**** De regels

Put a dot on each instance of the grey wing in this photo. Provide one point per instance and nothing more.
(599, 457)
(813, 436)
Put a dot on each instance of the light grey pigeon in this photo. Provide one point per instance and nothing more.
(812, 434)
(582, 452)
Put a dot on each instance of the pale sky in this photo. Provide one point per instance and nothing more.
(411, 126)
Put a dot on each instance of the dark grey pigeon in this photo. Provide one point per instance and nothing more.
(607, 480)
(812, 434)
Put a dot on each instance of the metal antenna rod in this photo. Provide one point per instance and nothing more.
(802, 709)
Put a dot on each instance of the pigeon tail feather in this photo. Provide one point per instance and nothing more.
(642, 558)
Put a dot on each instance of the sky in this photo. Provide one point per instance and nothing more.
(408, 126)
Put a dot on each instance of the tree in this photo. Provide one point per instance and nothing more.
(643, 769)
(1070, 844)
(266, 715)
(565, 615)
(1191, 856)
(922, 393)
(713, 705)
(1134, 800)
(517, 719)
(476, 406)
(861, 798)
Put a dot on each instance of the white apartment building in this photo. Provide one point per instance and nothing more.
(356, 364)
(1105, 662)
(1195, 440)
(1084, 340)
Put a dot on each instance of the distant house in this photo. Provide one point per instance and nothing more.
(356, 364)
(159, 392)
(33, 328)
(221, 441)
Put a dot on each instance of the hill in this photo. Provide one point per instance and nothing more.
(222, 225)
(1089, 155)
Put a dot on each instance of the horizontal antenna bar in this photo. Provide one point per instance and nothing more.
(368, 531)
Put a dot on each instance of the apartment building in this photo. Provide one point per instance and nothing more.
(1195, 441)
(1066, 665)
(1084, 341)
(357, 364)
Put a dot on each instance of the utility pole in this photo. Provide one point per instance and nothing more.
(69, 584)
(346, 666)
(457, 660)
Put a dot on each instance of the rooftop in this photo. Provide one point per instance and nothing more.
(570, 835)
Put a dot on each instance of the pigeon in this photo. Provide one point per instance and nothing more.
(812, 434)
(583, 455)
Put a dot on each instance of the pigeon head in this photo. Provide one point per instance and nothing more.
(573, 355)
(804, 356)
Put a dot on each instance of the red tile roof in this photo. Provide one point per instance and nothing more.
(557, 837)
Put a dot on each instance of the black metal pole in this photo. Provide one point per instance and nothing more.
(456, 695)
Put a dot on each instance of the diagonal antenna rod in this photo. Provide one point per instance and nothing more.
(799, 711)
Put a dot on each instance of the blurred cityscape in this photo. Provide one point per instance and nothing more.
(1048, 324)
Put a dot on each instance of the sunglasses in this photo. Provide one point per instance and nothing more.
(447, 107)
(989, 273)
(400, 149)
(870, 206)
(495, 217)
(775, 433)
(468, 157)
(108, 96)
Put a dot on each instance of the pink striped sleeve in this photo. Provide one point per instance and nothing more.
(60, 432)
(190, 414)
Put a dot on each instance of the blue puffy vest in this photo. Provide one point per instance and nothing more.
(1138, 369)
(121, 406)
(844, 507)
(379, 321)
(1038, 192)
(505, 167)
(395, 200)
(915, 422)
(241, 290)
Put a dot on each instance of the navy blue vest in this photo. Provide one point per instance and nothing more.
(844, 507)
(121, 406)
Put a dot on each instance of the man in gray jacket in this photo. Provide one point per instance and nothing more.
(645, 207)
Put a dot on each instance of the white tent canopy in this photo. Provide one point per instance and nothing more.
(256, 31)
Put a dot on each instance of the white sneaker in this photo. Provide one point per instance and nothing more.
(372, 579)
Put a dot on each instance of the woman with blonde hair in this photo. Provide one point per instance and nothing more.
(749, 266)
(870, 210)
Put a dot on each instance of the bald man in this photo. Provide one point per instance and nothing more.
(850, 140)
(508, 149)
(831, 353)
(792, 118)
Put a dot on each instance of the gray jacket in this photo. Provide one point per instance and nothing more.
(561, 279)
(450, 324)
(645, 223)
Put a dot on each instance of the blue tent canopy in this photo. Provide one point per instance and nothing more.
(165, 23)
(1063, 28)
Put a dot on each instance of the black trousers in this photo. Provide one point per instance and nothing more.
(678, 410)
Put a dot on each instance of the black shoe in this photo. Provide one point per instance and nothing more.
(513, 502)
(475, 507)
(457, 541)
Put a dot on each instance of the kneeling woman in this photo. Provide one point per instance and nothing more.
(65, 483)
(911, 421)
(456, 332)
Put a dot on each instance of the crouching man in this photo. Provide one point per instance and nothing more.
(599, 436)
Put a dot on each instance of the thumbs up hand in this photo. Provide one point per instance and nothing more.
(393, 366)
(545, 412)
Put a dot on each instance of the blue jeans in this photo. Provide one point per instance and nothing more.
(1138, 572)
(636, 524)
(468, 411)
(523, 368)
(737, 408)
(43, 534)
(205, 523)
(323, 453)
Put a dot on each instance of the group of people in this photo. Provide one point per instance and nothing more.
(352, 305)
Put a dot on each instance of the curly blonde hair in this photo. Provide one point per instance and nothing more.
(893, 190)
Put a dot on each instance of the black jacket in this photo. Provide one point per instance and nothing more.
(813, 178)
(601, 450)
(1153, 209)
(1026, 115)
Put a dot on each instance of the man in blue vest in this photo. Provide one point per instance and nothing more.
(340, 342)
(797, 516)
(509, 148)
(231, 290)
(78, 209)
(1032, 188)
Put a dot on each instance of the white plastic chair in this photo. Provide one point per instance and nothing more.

********

Instructie: Druk alle bovenstaande regels ongewijzigd af.

Antwoord:
Put a dot on each instance of the grey wing in this photo. Provide one point per instance and nothing more.
(599, 457)
(813, 436)
Put a dot on each instance of the light grey pigeon in this photo. Provide one point per instance and nothing more.
(812, 434)
(582, 452)
Put a dot on each instance of the pale sky in this photo. Provide one point per instance and nothing more.
(411, 126)
Put a dot on each instance of the dark grey pigeon in this photo. Provide one point per instance and nothing more.
(607, 480)
(812, 434)
Put a dot on each instance of the metal antenna rod in this photo. Provide one point per instance and nothing more.
(802, 709)
Put a dot on each instance of the pigeon tail feather in this photo. Provide one point per instance and nothing more.
(642, 558)
Put a dot on each instance of the sky in this photo. Provide one point per instance and nothing more.
(408, 126)
Put a dot on each instance of the tree in this photo. Provide one point per instance and nothing more.
(643, 769)
(1070, 844)
(266, 715)
(565, 615)
(1191, 856)
(922, 393)
(713, 705)
(1134, 800)
(517, 719)
(476, 406)
(861, 798)
Put a dot on each instance of the white apartment building in this photo. Provide one point per instance and nothing more.
(356, 364)
(1105, 662)
(1195, 440)
(1084, 340)
Put a dot on each instance of the distant house in this photo. Provide one point per instance and nothing more.
(356, 364)
(159, 392)
(33, 328)
(221, 441)
Put a dot on each instance of the hill in this photo. Provide one point per instance and nothing more.
(222, 225)
(1089, 155)
Put a dot on each instance of the horizontal antenna bar in this photo. Provide one point per instance and nothing more.
(368, 531)
Put a dot on each instance of the apartment building in this photo. Provide one point per instance and nothing more.
(1195, 441)
(1066, 665)
(1084, 341)
(357, 364)
Put a dot on each instance of the utility pole in this photo. Provide one point per instance and nothing more.
(69, 584)
(346, 666)
(457, 660)
Put a dot on each instance of the rooftop in this photo. Provide one point per instance and nothing more.
(570, 835)
Put a dot on each instance of the pigeon in this photo. Provide one point per instance and nothing more.
(812, 434)
(583, 455)
Put a dot on each instance of the pigeon head in this photo. Provide one point per instance and nothing more.
(573, 355)
(804, 356)
Put a dot on each instance of the red tile roof in this photo. Provide one point per instance and nothing more.
(557, 837)
Put a dot on each instance of the black metal pole in this photo. Provide one point per instance and nothing more.
(456, 695)
Put a dot on each instance of the diagonal antenna rod in this photo. Provide one point per instance and nothing more.
(799, 711)
Put a dot on each instance of the blurred cityscape in this photo. Provide one point per instance and nothing more.
(1048, 324)
Put a dot on each instance of the sunglasses in this photo. Provide one point per instance and nothing more.
(447, 107)
(989, 273)
(400, 149)
(870, 206)
(495, 217)
(775, 433)
(468, 157)
(108, 96)
Put a dot on each instance of the pink striped sleeve in this photo. Provide one point per instance and nothing more.
(60, 432)
(190, 414)
Put a dot on each instance of the blue puffy vest in this photo. Provide one point per instance and nothing more.
(1138, 369)
(121, 406)
(844, 507)
(379, 321)
(1038, 192)
(505, 167)
(395, 200)
(915, 422)
(241, 290)
Put a dot on each instance of the navy blue vest in this photo. Provide one point per instance and nothing more.
(844, 507)
(121, 406)
Put a dot on each instance of the man in gray jacket in this photo. Provide one point per instance and nothing more.
(645, 207)
Put a dot on each instance of the white tent canopy in this photo. Provide one point per instance and nothing more.
(256, 31)
Put a dot on each instance of the white sneaker in this photo. Provide one point per instance and nothing more.
(372, 579)
Put a dot on each instance of the woman with blonde hair in this photo. Provide one point per instance and nothing more.
(749, 266)
(870, 210)
Put a dot on each instance of the bald man in this photo. Provide one point per instance and nothing more.
(850, 140)
(508, 149)
(831, 353)
(792, 118)
Put a dot on each instance of the gray jacket in this photo. Provide one point per instance and nothing more.
(561, 279)
(450, 324)
(645, 223)
Put a dot on each instance of the blue tent canopy in this photo. Provide one point per instance and nothing more.
(165, 23)
(1063, 28)
Put a dot on each instance of the black trousers in this photo. Provide one point per instance and nothing more.
(678, 410)
Put a dot on each instance of the black shoe in this photo. Provide one point per instance and nothing more.
(513, 502)
(475, 507)
(457, 541)
Put a dot on each instance of the kneeling woman in this photo. Provide one point per instance and nothing more.
(65, 483)
(911, 421)
(456, 332)
Put a dot on each instance of the crouching man in this photo. Provide one point per instance and nothing more.
(599, 436)
Put a dot on each instance of the thumbs up hand in this photo. Provide one point per instance and nothing more.
(393, 366)
(545, 412)
Put a dot on each instance of the blue jeans in this photo. Provide one point per instance and nothing more.
(1138, 572)
(636, 524)
(468, 411)
(523, 368)
(737, 408)
(43, 534)
(205, 523)
(323, 453)
Put a dot on each instance of the group of people in this photo. Provide one point per instance and nothing more.
(352, 305)
Put a dot on each instance of the curly blonde hair in this photo. Provide one point per instance and nothing more.
(893, 190)
Put a dot on each instance of the black jacket in this photo. Provide one point per instance and nothing more.
(813, 178)
(601, 450)
(1153, 209)
(1026, 115)
Put a dot on each instance of the man in blue vest in this photo. Provide one point per instance and nothing more.
(340, 342)
(797, 516)
(509, 148)
(231, 290)
(78, 209)
(1032, 188)
Put a dot on each instance of the white plastic chair in this photo. Provide one point per instance and nothing more.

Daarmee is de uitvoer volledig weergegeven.